Records of labeled points >>
=====
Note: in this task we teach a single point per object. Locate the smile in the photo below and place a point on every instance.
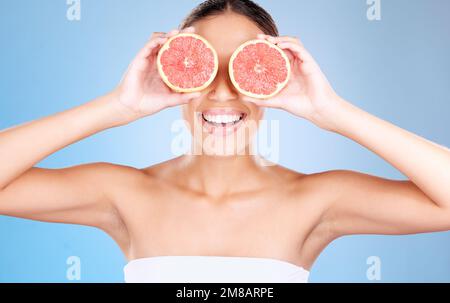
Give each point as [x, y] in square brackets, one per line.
[222, 121]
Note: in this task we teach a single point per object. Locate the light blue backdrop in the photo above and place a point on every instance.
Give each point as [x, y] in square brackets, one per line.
[397, 68]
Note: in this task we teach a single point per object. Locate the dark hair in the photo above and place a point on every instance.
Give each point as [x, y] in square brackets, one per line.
[245, 8]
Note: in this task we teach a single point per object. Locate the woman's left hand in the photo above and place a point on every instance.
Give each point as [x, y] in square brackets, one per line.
[308, 94]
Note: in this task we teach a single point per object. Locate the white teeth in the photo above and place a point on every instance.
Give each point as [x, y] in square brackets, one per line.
[219, 119]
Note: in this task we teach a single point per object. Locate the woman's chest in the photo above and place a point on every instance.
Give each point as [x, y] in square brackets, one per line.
[262, 224]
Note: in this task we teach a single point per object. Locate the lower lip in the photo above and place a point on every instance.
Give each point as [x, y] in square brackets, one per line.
[220, 131]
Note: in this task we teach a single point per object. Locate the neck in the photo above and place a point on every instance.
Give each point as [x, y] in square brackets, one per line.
[218, 176]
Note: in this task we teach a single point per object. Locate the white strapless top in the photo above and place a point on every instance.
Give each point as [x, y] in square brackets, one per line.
[206, 269]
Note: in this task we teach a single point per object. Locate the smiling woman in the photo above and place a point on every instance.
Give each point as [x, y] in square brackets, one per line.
[225, 216]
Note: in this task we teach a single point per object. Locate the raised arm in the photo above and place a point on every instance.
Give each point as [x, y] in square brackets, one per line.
[360, 203]
[79, 194]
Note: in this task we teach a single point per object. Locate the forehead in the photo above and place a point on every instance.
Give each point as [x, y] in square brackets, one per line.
[227, 31]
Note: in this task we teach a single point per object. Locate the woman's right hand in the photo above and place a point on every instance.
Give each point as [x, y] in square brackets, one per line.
[142, 92]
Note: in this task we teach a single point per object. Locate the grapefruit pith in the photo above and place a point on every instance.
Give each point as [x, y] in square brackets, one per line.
[187, 63]
[259, 69]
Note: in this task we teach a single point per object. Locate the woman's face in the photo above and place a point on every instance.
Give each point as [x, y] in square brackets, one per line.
[226, 32]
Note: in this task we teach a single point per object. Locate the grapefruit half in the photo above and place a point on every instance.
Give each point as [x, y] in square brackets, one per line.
[259, 69]
[187, 63]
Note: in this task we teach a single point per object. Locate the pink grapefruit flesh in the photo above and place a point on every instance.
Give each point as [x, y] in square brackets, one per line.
[259, 69]
[187, 63]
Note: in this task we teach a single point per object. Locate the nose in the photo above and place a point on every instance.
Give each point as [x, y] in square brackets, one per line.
[222, 89]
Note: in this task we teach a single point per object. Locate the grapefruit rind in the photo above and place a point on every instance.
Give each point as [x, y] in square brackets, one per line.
[280, 86]
[175, 88]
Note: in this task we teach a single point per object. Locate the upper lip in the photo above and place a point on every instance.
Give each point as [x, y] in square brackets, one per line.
[224, 111]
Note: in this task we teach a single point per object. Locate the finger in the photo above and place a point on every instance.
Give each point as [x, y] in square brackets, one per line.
[189, 30]
[277, 40]
[297, 50]
[157, 35]
[141, 62]
[180, 98]
[172, 33]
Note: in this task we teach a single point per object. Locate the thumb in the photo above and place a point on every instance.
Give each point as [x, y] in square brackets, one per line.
[183, 98]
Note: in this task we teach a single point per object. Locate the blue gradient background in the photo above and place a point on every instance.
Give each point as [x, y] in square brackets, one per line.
[397, 68]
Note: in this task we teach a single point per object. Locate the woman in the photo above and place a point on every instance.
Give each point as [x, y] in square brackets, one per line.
[226, 217]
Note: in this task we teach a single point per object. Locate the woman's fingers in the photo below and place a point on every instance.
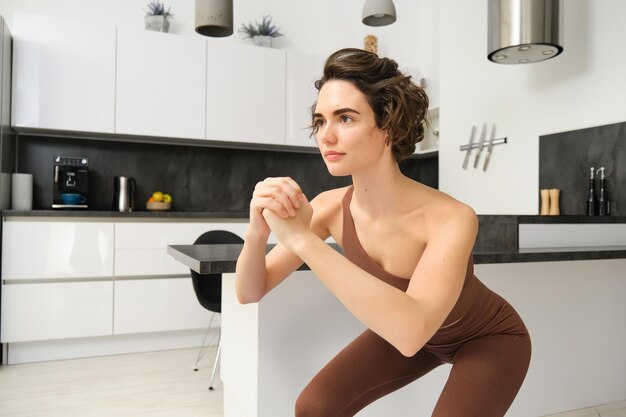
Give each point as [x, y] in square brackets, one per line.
[283, 191]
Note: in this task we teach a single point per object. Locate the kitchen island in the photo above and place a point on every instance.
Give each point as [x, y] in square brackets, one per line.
[271, 349]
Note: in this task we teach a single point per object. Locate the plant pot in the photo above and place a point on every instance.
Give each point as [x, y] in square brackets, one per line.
[157, 23]
[262, 41]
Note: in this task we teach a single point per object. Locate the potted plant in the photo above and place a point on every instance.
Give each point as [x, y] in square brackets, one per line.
[261, 33]
[157, 17]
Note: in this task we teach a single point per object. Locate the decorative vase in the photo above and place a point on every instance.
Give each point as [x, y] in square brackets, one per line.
[157, 23]
[262, 41]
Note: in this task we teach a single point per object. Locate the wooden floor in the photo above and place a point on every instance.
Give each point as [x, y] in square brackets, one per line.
[157, 384]
[145, 385]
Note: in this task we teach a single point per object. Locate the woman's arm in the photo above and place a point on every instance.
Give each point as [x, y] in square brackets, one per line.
[256, 273]
[406, 320]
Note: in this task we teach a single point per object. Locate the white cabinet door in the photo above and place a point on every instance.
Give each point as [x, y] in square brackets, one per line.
[141, 248]
[157, 305]
[60, 310]
[161, 84]
[302, 71]
[63, 74]
[245, 93]
[36, 250]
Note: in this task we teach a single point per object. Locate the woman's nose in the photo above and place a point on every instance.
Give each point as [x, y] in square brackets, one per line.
[326, 134]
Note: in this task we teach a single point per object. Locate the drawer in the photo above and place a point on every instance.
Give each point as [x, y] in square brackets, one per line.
[146, 262]
[35, 250]
[160, 235]
[47, 311]
[157, 305]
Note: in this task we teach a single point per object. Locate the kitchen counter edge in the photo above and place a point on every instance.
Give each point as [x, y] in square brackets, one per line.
[127, 215]
[217, 259]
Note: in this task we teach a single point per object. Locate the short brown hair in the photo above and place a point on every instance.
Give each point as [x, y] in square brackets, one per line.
[400, 106]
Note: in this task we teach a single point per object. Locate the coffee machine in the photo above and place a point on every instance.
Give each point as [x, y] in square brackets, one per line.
[70, 185]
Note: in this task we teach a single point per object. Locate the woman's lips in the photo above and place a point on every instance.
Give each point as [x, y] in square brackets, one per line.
[333, 155]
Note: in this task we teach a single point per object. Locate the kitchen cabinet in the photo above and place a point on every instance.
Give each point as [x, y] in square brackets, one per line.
[245, 93]
[57, 280]
[49, 250]
[63, 74]
[303, 70]
[56, 310]
[157, 305]
[78, 279]
[161, 85]
[154, 292]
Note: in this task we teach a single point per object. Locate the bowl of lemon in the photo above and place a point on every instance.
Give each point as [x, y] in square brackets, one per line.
[159, 201]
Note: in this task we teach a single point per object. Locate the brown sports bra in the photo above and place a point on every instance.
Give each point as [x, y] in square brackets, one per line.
[356, 253]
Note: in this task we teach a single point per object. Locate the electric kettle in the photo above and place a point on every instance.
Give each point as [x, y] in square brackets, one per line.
[123, 193]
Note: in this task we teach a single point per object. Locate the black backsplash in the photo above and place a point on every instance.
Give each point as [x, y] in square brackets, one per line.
[565, 159]
[199, 178]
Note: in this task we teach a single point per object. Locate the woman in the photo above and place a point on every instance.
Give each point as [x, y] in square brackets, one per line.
[407, 273]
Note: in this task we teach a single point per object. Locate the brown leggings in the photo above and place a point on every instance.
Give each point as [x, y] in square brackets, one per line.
[486, 375]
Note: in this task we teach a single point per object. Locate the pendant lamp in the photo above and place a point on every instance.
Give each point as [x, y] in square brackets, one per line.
[379, 12]
[214, 18]
[525, 31]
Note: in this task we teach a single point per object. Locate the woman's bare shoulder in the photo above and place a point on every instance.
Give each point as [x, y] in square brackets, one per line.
[327, 206]
[329, 199]
[444, 211]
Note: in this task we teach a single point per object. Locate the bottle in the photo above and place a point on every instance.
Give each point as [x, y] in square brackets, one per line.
[591, 198]
[555, 208]
[603, 198]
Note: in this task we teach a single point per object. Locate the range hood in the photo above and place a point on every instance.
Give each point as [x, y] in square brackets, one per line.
[525, 31]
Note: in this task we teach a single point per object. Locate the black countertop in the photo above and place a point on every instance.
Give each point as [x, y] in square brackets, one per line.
[139, 214]
[484, 218]
[216, 259]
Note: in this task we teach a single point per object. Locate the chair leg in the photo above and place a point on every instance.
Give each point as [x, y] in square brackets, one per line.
[217, 355]
[203, 347]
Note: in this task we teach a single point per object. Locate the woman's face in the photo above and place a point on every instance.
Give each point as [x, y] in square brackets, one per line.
[347, 135]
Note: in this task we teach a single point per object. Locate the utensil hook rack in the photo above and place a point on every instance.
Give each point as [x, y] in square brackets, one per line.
[499, 141]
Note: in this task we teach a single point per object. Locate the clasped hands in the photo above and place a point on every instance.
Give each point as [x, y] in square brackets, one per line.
[280, 205]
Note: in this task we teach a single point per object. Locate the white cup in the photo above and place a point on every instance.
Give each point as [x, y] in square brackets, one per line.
[5, 191]
[22, 192]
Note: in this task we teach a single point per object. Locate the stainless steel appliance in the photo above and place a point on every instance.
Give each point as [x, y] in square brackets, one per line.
[123, 193]
[71, 182]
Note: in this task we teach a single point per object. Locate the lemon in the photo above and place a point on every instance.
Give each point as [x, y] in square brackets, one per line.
[158, 196]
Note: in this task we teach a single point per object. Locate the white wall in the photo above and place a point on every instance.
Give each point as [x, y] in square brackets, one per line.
[575, 314]
[320, 26]
[585, 86]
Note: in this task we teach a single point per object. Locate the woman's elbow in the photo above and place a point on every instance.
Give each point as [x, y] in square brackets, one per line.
[246, 298]
[412, 340]
[408, 349]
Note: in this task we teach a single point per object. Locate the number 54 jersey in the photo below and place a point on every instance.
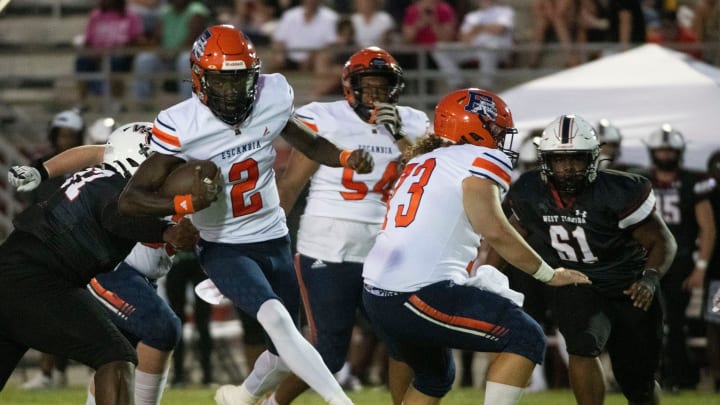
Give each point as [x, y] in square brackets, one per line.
[427, 236]
[594, 233]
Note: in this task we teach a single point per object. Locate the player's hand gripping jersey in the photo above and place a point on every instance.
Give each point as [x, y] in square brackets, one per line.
[343, 194]
[247, 209]
[428, 201]
[591, 235]
[64, 223]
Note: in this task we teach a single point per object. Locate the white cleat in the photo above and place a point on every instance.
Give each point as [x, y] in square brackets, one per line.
[235, 395]
[39, 382]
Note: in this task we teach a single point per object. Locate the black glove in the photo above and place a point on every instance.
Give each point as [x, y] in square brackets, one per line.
[388, 116]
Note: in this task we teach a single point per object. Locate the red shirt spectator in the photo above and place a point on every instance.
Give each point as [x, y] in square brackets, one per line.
[429, 21]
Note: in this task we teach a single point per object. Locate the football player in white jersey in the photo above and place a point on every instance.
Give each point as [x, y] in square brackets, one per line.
[232, 118]
[418, 293]
[344, 209]
[129, 293]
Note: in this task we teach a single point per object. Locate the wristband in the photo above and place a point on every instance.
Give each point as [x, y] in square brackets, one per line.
[40, 166]
[653, 276]
[183, 204]
[544, 272]
[344, 156]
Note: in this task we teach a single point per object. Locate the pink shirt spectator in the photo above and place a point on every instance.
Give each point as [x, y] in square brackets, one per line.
[443, 13]
[111, 29]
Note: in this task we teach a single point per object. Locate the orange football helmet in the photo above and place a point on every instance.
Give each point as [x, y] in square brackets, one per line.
[225, 70]
[478, 117]
[371, 61]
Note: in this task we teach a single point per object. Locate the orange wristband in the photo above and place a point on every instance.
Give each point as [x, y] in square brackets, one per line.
[183, 204]
[344, 156]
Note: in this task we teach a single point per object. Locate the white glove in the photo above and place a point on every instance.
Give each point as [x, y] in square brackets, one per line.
[24, 178]
[388, 115]
[209, 293]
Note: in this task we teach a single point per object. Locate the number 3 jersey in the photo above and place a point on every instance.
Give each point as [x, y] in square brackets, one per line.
[351, 204]
[594, 233]
[247, 209]
[427, 236]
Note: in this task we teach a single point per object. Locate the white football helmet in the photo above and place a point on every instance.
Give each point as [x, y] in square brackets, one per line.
[128, 146]
[666, 137]
[608, 133]
[569, 134]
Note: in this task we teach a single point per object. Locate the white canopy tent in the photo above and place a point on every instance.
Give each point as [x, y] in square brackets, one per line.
[637, 90]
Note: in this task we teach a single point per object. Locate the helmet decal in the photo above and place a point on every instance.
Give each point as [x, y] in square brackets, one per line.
[483, 105]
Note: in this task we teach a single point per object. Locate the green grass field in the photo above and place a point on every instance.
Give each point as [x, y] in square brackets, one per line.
[370, 396]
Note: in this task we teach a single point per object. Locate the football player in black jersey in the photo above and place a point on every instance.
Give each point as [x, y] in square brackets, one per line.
[712, 281]
[683, 201]
[604, 224]
[57, 246]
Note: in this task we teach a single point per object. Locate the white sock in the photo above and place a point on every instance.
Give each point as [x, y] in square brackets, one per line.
[149, 387]
[299, 355]
[502, 394]
[90, 399]
[267, 374]
[270, 401]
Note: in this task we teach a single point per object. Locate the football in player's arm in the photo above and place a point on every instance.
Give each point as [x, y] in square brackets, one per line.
[232, 118]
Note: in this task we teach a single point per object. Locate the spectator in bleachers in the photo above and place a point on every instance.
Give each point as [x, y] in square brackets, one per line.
[712, 282]
[110, 26]
[555, 14]
[627, 22]
[303, 31]
[332, 59]
[255, 19]
[181, 21]
[426, 22]
[372, 25]
[591, 26]
[490, 30]
[706, 24]
[149, 11]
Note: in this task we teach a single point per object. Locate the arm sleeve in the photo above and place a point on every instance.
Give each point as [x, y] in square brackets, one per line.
[141, 228]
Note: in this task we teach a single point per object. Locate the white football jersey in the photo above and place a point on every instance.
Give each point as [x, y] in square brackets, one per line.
[427, 236]
[153, 260]
[351, 204]
[248, 208]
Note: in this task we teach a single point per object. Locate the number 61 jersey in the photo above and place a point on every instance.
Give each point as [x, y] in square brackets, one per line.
[594, 233]
[427, 236]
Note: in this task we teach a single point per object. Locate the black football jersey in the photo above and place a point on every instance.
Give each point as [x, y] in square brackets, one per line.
[713, 270]
[81, 226]
[676, 203]
[594, 234]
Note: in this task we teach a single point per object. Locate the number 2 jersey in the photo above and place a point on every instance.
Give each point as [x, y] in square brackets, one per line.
[427, 236]
[352, 205]
[593, 234]
[247, 209]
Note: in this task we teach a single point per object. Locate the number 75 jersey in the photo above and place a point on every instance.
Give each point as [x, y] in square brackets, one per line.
[427, 236]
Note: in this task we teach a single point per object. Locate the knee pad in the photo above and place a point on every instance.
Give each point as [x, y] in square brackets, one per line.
[640, 393]
[274, 318]
[435, 385]
[583, 344]
[163, 331]
[529, 341]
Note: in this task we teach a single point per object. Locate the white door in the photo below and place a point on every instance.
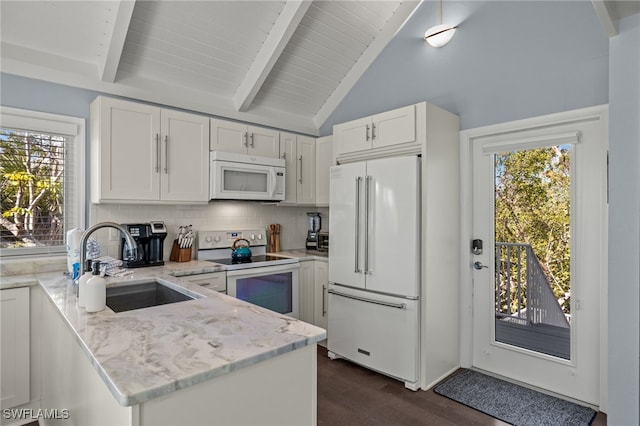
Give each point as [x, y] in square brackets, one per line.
[392, 201]
[581, 136]
[185, 158]
[346, 260]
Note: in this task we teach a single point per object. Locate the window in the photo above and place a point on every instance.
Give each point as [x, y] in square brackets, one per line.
[42, 176]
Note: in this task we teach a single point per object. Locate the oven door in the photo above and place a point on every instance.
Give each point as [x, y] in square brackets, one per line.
[239, 181]
[272, 287]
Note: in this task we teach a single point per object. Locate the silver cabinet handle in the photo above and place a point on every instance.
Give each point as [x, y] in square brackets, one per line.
[367, 209]
[357, 269]
[157, 152]
[364, 299]
[166, 154]
[324, 299]
[300, 175]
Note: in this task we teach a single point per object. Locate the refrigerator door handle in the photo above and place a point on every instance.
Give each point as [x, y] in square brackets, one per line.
[367, 211]
[364, 299]
[357, 269]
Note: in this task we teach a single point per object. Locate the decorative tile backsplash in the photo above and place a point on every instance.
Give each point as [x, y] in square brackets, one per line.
[215, 215]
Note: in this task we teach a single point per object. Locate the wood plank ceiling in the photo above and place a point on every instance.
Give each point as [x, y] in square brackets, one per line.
[286, 64]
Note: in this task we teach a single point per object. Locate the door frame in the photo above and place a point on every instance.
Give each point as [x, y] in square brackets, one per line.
[467, 138]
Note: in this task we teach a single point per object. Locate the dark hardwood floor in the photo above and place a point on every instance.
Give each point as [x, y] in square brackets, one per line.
[351, 395]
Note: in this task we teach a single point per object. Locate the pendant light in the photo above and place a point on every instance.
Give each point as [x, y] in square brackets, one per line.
[441, 34]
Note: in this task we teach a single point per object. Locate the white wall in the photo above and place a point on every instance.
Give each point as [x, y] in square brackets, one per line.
[624, 225]
[215, 215]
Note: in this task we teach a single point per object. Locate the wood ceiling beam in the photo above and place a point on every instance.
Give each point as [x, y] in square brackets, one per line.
[276, 41]
[395, 23]
[607, 19]
[109, 66]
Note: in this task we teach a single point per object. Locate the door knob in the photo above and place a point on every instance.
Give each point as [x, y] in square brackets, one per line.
[479, 265]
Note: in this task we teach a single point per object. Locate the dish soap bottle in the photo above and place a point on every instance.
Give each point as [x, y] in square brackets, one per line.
[82, 285]
[96, 290]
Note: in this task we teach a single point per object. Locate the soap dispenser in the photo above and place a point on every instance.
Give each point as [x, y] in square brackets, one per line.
[82, 284]
[96, 290]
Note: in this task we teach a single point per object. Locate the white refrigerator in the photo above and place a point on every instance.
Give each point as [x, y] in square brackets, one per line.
[374, 266]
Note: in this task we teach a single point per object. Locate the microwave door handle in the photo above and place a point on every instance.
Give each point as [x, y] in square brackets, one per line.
[274, 182]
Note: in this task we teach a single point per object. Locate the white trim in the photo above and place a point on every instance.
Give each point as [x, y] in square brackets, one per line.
[531, 142]
[65, 126]
[503, 131]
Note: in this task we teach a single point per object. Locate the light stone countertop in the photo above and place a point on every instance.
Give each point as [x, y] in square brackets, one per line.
[145, 353]
[303, 254]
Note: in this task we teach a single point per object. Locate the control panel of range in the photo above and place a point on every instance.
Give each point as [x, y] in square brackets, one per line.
[225, 239]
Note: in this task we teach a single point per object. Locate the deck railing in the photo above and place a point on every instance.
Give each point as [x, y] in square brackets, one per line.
[523, 293]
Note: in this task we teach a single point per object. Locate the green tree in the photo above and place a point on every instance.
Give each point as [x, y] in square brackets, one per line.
[31, 182]
[532, 206]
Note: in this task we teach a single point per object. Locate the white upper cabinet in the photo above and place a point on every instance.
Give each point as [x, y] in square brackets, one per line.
[378, 131]
[141, 153]
[14, 334]
[299, 153]
[230, 136]
[325, 158]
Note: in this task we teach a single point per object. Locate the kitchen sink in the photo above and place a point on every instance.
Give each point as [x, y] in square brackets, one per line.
[143, 295]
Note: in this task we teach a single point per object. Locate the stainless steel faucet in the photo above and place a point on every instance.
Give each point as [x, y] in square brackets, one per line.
[133, 246]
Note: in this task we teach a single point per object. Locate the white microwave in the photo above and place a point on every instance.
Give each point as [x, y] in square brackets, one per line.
[246, 177]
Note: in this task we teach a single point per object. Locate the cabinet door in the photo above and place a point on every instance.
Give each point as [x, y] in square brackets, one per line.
[263, 142]
[288, 153]
[353, 136]
[306, 282]
[228, 136]
[321, 301]
[125, 150]
[185, 157]
[306, 152]
[394, 127]
[14, 350]
[324, 160]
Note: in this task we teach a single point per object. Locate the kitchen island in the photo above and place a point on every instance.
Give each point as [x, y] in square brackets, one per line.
[212, 360]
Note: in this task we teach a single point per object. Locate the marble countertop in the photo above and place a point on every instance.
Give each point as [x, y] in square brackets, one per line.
[303, 254]
[145, 353]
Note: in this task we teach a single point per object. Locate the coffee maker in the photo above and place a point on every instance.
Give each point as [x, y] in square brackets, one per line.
[312, 232]
[150, 238]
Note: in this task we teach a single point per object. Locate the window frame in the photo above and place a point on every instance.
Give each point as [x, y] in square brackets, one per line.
[75, 129]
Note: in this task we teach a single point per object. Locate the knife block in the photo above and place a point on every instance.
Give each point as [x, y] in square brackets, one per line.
[179, 254]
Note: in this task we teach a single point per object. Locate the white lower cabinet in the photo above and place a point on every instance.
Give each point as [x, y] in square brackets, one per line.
[314, 284]
[306, 293]
[321, 301]
[14, 311]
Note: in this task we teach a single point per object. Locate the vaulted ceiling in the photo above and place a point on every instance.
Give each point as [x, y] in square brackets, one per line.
[286, 64]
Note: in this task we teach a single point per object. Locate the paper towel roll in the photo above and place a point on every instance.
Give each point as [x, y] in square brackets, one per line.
[73, 251]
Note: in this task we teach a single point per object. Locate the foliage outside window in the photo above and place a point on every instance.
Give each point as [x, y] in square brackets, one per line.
[533, 206]
[41, 181]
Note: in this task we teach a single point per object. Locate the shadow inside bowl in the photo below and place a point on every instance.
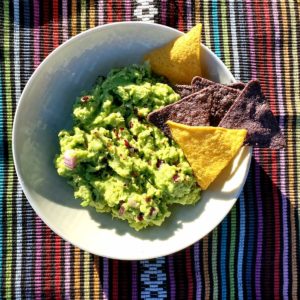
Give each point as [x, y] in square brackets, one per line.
[164, 232]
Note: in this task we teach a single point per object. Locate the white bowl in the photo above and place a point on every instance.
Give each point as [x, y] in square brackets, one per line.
[45, 108]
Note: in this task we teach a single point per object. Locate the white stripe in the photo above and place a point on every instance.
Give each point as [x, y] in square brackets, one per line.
[236, 64]
[145, 11]
[17, 83]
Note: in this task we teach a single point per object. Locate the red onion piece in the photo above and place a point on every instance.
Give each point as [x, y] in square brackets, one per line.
[70, 160]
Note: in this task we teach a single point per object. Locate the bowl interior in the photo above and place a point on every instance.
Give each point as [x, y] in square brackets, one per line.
[45, 108]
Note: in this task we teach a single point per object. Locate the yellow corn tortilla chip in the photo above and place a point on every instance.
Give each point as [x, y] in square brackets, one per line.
[208, 149]
[179, 60]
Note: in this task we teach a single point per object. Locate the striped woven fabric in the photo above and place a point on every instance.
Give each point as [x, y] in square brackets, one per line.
[254, 252]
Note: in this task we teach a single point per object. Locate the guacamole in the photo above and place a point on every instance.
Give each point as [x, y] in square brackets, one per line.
[115, 160]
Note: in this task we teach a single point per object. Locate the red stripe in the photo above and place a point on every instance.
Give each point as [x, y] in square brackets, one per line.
=====
Aim >> Rewrite the data above from the line with "Locate the shadow" through the end, changing "guacamole" to "salsa" and keeping everything else the same. Give only those lines, and leave the pictures out.

Full solution >>
Note: in this task we teach a single point per object. Locate the shadow inside bowl in the photo below and place a point on every instance.
Give each point as [x, y] in square brackets, one per line.
[164, 232]
Note: in this task we teach a single point per object. Locate the white bowl in the photo above and place a point on every instance.
Give each point as [x, y] in square brackets, one per line.
[45, 108]
Note: in this task we teach a single point per object. Locate the white stripe in the photo above and place a point on every instance.
Give each point as [x, y] in square brackets, one per line.
[236, 64]
[145, 11]
[17, 83]
Note: in this task we teach a single point per object. Locate the red onion piece in the photo above and place a point on every instance.
Give each point as [x, y] in square brackets, one per line.
[70, 160]
Note: in this task we teach a single point per object. Locate the bowl interior in the photo above and place a point on every instance.
Give each point as [x, y] in square brackets, one per line.
[45, 108]
Note: in this task we teach a single point per object. Locate the yellow corn tortilla chip in the photo above and place a point on every instance.
Give each point as [x, y] in square brackets, one per line.
[208, 149]
[179, 60]
Note: in this task we teach a single point per object. Locate the striped woven fabric in the photo above and place a point on every instance.
Give each point as [x, y] in square brackets, one per line.
[254, 252]
Note: in this task we teach a single point per object. Locate the salsa in the photo above and place a point on every instance.
Give each point as [x, y] in square brackets, one per line.
[115, 160]
Note: in this task we teach a single point per object. Locate the red stripe in the photo above and place a point on every instance.
Give each point as [x, y] in square brackets, one per line.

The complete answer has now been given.